--- Start ---

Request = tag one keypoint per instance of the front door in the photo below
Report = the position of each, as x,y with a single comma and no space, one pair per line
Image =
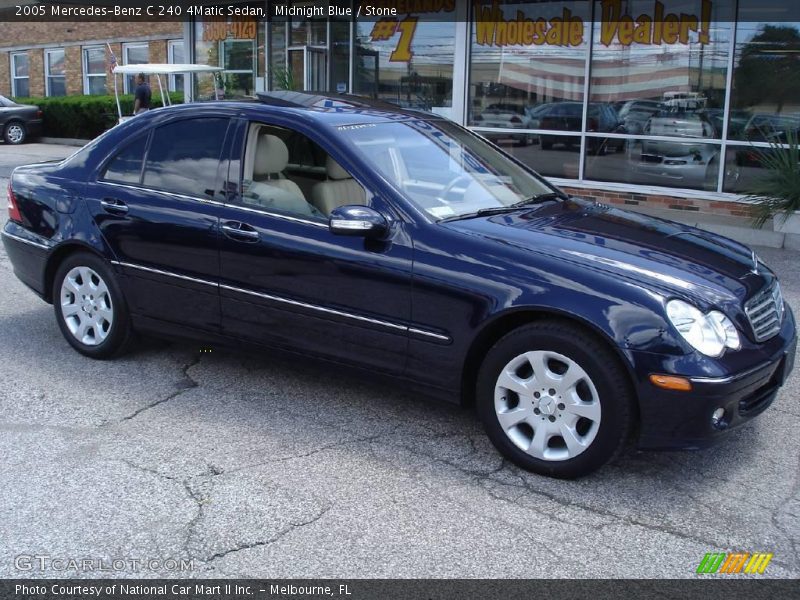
161,220
286,280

--- End ---

▶ **REQUIRED WORK**
In the copy, include no pictures; restate the listing above exactly.

▶ **RESULT**
Request = tag one keypoint per instance of the front door in the photo below
Report = the position of each, as x,y with a single comma and no space, one pair per line
Image =
161,220
286,280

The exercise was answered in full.